Problem: For the entries below, state how many lines include the string "tuft", and write nothing besides that number.

(Saved entries)
——————————

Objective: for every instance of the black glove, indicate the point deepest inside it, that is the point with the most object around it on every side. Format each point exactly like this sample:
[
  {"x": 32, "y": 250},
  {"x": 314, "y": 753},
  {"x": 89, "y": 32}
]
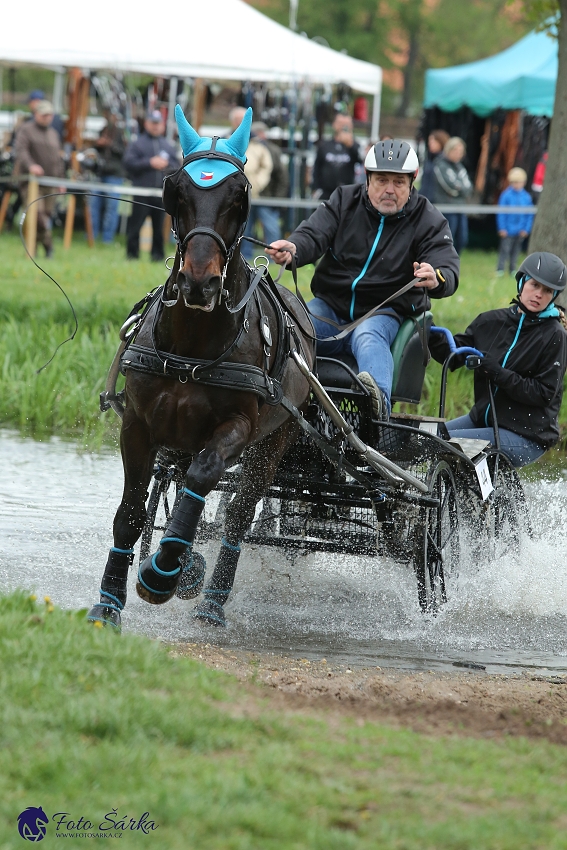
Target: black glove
[{"x": 490, "y": 365}]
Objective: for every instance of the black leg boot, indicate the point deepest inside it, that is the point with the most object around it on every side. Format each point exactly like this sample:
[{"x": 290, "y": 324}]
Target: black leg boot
[
  {"x": 211, "y": 610},
  {"x": 160, "y": 573}
]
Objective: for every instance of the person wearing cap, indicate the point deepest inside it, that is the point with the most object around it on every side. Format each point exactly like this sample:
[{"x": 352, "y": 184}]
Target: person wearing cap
[
  {"x": 525, "y": 358},
  {"x": 453, "y": 186},
  {"x": 513, "y": 228},
  {"x": 111, "y": 146},
  {"x": 34, "y": 98},
  {"x": 38, "y": 152},
  {"x": 147, "y": 160},
  {"x": 373, "y": 239}
]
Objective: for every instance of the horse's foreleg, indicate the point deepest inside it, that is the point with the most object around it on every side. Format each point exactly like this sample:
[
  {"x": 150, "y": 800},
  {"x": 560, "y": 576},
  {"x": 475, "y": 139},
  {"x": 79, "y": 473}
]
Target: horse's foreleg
[
  {"x": 128, "y": 524},
  {"x": 160, "y": 573},
  {"x": 258, "y": 470}
]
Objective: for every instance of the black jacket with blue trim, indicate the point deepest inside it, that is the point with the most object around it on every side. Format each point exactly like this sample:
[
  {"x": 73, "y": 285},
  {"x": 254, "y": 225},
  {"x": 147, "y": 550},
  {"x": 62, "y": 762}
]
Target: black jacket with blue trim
[
  {"x": 529, "y": 387},
  {"x": 342, "y": 231},
  {"x": 136, "y": 160}
]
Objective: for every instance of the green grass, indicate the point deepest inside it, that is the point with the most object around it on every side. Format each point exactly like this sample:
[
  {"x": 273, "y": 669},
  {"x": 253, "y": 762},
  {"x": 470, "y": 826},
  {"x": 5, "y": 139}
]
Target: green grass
[
  {"x": 103, "y": 286},
  {"x": 92, "y": 721}
]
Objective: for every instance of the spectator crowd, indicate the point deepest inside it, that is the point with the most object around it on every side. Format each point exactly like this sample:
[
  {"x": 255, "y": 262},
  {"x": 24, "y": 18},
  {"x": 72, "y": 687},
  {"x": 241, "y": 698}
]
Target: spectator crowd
[{"x": 148, "y": 156}]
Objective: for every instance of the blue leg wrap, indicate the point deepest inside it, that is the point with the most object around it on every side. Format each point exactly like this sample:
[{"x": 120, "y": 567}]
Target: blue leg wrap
[{"x": 113, "y": 589}]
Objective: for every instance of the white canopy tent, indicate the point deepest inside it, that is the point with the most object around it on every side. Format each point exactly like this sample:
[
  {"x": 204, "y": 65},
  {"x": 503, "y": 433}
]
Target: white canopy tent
[{"x": 220, "y": 40}]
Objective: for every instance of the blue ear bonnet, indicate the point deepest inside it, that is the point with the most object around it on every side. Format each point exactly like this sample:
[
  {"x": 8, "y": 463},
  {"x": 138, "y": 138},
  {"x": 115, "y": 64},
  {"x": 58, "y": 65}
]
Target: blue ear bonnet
[{"x": 210, "y": 171}]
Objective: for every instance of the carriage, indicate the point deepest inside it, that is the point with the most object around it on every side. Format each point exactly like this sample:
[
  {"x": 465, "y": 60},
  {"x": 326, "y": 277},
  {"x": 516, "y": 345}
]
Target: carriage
[
  {"x": 400, "y": 489},
  {"x": 222, "y": 377}
]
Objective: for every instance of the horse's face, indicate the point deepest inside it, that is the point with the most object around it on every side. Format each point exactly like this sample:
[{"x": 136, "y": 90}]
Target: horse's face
[{"x": 221, "y": 208}]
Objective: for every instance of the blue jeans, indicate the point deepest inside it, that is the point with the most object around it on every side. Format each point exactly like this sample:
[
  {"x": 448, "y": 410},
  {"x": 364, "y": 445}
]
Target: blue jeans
[
  {"x": 459, "y": 225},
  {"x": 104, "y": 211},
  {"x": 269, "y": 218},
  {"x": 520, "y": 450},
  {"x": 369, "y": 343}
]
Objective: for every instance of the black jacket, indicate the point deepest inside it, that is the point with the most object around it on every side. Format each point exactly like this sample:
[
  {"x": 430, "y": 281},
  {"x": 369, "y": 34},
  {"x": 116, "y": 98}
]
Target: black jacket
[
  {"x": 529, "y": 388},
  {"x": 137, "y": 160},
  {"x": 334, "y": 166},
  {"x": 343, "y": 231}
]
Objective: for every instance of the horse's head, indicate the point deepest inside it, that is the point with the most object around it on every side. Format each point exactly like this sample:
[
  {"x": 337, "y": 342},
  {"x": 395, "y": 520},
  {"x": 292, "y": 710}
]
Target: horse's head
[{"x": 208, "y": 200}]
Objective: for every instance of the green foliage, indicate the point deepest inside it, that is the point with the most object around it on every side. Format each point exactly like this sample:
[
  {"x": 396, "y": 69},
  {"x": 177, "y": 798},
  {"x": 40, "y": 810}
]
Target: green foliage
[
  {"x": 92, "y": 721},
  {"x": 545, "y": 14},
  {"x": 103, "y": 286}
]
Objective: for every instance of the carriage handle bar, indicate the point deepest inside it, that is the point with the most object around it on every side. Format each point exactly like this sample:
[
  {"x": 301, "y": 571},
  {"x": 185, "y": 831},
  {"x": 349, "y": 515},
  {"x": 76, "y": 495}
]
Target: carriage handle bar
[{"x": 472, "y": 361}]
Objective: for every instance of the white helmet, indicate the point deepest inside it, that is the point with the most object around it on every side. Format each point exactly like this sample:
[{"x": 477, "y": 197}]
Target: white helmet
[{"x": 392, "y": 155}]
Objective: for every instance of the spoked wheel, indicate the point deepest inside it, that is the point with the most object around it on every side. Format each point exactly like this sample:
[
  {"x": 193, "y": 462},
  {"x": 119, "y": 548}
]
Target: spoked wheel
[{"x": 437, "y": 543}]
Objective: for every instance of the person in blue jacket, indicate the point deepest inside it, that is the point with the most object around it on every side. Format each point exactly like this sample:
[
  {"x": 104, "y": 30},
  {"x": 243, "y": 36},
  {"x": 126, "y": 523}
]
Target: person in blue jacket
[{"x": 513, "y": 227}]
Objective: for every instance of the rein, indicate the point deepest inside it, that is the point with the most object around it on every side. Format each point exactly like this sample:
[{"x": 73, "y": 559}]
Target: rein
[{"x": 344, "y": 329}]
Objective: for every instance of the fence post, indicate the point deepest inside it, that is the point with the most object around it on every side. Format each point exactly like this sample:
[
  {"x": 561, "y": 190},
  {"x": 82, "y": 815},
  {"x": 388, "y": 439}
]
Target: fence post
[
  {"x": 4, "y": 207},
  {"x": 69, "y": 221},
  {"x": 31, "y": 216}
]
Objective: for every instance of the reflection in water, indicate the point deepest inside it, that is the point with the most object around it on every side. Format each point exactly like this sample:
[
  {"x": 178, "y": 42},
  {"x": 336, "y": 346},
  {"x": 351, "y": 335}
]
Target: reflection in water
[{"x": 56, "y": 511}]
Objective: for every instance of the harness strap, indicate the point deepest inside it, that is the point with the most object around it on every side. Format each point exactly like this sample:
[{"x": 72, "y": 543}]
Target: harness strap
[
  {"x": 344, "y": 329},
  {"x": 232, "y": 376}
]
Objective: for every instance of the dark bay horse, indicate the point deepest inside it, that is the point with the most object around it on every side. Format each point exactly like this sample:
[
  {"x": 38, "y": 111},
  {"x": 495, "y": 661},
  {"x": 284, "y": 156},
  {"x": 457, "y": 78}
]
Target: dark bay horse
[{"x": 205, "y": 376}]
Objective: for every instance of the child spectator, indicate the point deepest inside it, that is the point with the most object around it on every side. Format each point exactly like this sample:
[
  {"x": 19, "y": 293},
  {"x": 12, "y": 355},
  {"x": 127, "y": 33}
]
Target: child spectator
[{"x": 513, "y": 227}]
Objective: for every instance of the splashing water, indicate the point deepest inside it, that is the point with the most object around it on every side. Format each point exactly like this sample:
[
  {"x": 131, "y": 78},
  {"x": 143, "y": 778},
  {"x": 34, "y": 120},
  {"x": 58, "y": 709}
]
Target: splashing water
[{"x": 56, "y": 511}]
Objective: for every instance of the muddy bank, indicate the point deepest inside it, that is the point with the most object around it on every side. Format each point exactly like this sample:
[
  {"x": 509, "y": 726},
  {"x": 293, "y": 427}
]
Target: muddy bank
[{"x": 464, "y": 702}]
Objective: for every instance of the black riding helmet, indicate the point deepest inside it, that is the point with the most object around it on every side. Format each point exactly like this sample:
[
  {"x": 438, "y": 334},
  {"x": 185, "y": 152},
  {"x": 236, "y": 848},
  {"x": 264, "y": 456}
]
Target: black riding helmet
[
  {"x": 392, "y": 155},
  {"x": 544, "y": 267}
]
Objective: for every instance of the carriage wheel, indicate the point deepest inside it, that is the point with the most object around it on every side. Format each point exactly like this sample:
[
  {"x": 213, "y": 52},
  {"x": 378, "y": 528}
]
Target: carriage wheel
[
  {"x": 437, "y": 544},
  {"x": 508, "y": 513}
]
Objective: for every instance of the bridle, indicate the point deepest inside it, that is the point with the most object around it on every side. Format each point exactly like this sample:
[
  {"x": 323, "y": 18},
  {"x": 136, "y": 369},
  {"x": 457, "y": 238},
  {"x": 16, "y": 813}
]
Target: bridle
[{"x": 227, "y": 251}]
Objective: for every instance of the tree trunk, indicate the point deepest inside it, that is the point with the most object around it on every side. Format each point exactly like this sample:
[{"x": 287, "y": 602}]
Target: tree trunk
[{"x": 550, "y": 232}]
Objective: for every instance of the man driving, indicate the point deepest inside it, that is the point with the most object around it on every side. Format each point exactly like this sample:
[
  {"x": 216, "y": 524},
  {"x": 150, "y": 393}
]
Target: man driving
[{"x": 372, "y": 240}]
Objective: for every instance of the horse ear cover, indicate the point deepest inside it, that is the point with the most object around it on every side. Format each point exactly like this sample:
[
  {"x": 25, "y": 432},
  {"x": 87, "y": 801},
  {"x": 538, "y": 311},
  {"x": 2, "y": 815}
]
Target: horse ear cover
[{"x": 206, "y": 173}]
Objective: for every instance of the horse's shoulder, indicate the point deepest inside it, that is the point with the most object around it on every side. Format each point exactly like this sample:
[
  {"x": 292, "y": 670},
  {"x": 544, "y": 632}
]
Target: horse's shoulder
[{"x": 297, "y": 308}]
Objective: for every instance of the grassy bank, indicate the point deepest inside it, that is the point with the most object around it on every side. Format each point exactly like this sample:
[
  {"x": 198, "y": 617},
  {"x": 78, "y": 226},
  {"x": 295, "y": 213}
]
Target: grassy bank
[
  {"x": 103, "y": 286},
  {"x": 93, "y": 722}
]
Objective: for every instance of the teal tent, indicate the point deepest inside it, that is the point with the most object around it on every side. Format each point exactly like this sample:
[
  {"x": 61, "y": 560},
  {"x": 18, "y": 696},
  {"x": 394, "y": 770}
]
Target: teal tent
[{"x": 521, "y": 77}]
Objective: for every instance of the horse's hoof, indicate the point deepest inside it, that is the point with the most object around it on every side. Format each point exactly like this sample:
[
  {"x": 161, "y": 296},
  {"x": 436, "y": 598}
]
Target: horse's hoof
[
  {"x": 154, "y": 585},
  {"x": 105, "y": 615},
  {"x": 210, "y": 612},
  {"x": 192, "y": 577}
]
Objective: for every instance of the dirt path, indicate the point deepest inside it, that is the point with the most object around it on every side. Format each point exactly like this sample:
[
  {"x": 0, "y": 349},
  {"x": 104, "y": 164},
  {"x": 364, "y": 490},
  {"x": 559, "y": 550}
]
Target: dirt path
[{"x": 465, "y": 702}]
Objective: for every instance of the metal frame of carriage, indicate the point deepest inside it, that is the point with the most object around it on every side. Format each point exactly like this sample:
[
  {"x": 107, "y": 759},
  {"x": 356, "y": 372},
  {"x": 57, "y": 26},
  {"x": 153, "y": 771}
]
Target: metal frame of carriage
[{"x": 352, "y": 484}]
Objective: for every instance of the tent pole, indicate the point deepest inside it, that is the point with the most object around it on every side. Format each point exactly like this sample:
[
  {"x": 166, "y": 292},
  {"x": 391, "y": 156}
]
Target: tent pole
[
  {"x": 375, "y": 127},
  {"x": 171, "y": 108},
  {"x": 58, "y": 89}
]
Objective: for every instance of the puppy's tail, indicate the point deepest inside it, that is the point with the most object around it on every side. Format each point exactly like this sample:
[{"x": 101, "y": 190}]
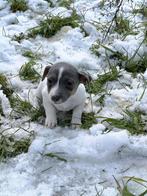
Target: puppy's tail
[{"x": 46, "y": 70}]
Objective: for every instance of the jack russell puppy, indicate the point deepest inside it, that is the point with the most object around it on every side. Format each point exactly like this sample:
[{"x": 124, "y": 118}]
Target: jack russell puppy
[{"x": 62, "y": 89}]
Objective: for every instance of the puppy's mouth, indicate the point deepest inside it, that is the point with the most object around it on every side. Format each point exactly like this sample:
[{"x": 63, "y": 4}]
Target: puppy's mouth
[{"x": 58, "y": 102}]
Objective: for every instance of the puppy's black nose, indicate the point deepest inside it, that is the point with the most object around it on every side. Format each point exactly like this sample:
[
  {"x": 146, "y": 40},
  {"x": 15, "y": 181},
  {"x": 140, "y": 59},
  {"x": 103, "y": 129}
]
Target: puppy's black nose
[{"x": 55, "y": 98}]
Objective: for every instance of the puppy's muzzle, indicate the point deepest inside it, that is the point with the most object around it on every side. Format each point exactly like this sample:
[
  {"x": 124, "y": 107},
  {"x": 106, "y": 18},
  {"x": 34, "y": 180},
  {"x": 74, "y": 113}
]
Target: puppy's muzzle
[{"x": 56, "y": 98}]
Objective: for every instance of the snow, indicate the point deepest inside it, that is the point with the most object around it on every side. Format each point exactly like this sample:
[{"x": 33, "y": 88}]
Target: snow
[{"x": 92, "y": 156}]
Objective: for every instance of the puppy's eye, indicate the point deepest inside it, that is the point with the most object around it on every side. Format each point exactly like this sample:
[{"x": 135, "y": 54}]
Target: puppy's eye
[
  {"x": 50, "y": 81},
  {"x": 69, "y": 85}
]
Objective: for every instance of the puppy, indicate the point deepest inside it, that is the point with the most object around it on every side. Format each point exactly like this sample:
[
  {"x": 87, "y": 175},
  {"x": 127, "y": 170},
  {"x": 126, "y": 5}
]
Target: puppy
[{"x": 62, "y": 89}]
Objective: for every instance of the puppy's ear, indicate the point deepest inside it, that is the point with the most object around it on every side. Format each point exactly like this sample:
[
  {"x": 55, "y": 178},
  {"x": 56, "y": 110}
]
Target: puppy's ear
[
  {"x": 46, "y": 70},
  {"x": 84, "y": 78}
]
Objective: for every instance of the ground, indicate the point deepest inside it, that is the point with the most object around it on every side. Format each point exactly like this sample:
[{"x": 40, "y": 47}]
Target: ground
[{"x": 91, "y": 161}]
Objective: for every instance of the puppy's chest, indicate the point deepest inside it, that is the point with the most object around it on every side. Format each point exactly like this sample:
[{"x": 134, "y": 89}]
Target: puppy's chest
[{"x": 68, "y": 105}]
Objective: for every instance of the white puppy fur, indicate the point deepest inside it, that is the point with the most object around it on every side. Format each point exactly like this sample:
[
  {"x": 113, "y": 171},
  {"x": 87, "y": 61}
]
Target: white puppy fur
[{"x": 74, "y": 102}]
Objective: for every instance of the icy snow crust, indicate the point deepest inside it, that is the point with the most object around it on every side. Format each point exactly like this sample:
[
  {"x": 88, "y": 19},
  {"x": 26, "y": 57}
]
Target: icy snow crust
[{"x": 92, "y": 158}]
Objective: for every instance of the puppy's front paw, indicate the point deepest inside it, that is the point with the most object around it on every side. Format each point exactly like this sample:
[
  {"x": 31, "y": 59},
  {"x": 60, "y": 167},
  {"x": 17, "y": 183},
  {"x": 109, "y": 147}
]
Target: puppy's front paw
[
  {"x": 50, "y": 122},
  {"x": 75, "y": 126}
]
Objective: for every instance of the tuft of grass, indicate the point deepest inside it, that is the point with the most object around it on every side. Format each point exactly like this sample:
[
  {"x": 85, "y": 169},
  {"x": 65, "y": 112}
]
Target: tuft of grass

——————————

Completed exercise: 2